◆ **READING PASSAGE**
------------------------------------------------------------------------
How to measure catastrophic forgetting could perhaps be separated into two perspectives thus quantifying to what extent the networks model is able to acquire new knowledge without forgetting and the other examine how fast the networks models adapt to past knowledge while relearning the past task after training on present task, both measurements called retention and relearning respectively .

Retention

Retention is most commonly used as a measuring technique for continual learning including incremental class learning or task incremental learning in the machine learning community nowadays. Simply training the networks until mastering on task 1, then moving forward to task 2 and let the networks mastering on task 2 and followed by measuring the accuracy metrics on task 1 and 2 independently is categorized as one of the retention measurements . Additionally, proposed widely adopted measuring technique called average incremental accuracy as formalized by following equation

\[accuracy = \frac{1}{T}\sum_{t = 1}^{T}A_{t},\]

where T is the number of tasks has been encountered so far and $A_{t}$ means accuracy on tast $t$.
------------------------------------------------------------------------
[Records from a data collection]
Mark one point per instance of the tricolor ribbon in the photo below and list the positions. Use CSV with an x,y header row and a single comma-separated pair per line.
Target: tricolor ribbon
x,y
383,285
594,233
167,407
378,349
------------------------------------------------------------------------
◆ **STATED PROBLEM A**
Using the passage on catastrophic forgetting, say whether each statement agrees with it: (i) Retention is the measuring technique most commonly used for continual learning in the machine learning community today. (ii) Relearning measures how much accuracy a network loses on the present task. (iii) In average incremental accuracy, T stands for the number of tasks encountered so far. Answer yes or no for each and quote the words that decide it.
◆ **STATED PROBLEM B**
Write the next part of the passage on catastrophic forgetting, starting right after its last sentence.

◆ **ANSWER A**
(i) Yes: "Retention is most commonly used as a measuring technique for continual learning including incremental class learning or task incremental learning in the machine learning community nowadays."
(ii) No: relearning examines "how fast the networks models adapt to past knowledge while relearning the past task after training on present task."
(iii) Yes: "where T is the number of tasks has been encountered so far."

◆ **ANSWER B**
However, more complicated one has been proposed by which introducing

\[\Omega_{\text{base}} = \frac{1}{T - 1}\sum_{i = 2}^{T}\frac{\alpha_{base,i}}{\alpha_{\text{ideal}}},\] \[\Omega_{\text{new}} = \frac{1}{T - 1}\sum_{i = 2}^{T}\alpha_{new,i},\] \[\Omega_{\text{all}} = \frac{1}{T - 1}\sum_{i = 2}^{T}\frac{\alpha_{all,i}}{\alpha_{\text{ideal}}},\]

$T$ is the total tasks/sessions have been trained so far, $\alpha_{new,i}$ denotes accuracy on test set for session i direcly after learning,$\ \alpha_{base,i}$ is the measurement of accuracy on base class/first session after learning on sesion i, while $\alpha_{all,i}$ is accuracy metric on all session given model trained on session i, and $\alpha_{\text{ideal}}$ indicates the offline model accuracy on the base set, which assumes the ideal performance or sometimes many experiments in continual learning anchor multi-task learning setting as the upper-bound. While, the function of alpha ideal as divisor here for normalization for ease to compare between datasets.

$\Omega_{\text{base}}$ indicates the model’s retention relative to the first session given trained model in later sessions. $\Omega_{\text{new}}$ measures the accuracy on training session i while the model is trained on session i as well, it is used for a model’s ability to immediately recall new tasks. While, $\Omega_{\text{all}}$ denotes the measurement for how well the model retain all session after trained on session i.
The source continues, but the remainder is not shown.